- Written exercise: Present every line of the listing as a numbered list, leaving out any blank lines.

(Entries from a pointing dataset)
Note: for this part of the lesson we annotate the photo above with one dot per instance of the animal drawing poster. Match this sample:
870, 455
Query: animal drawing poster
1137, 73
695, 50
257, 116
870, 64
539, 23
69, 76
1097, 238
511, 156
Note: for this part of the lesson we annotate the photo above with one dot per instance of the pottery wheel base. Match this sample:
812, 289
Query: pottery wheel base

- Exercise answer:
1. Note: for this part of the lesson we annotate the photo above with one dot per instance of the animal drawing poster. Match this sample:
2. 870, 455
3. Query: animal drawing poster
4. 1137, 73
5. 695, 50
6. 257, 116
7. 870, 64
8. 539, 23
9. 69, 76
10. 1097, 238
11. 511, 156
12. Note: for this part of the lesson we annotate the photo above with one dot per instance of the pottery wheel base. Match this sample:
13. 812, 289
14. Query: pottery wheel base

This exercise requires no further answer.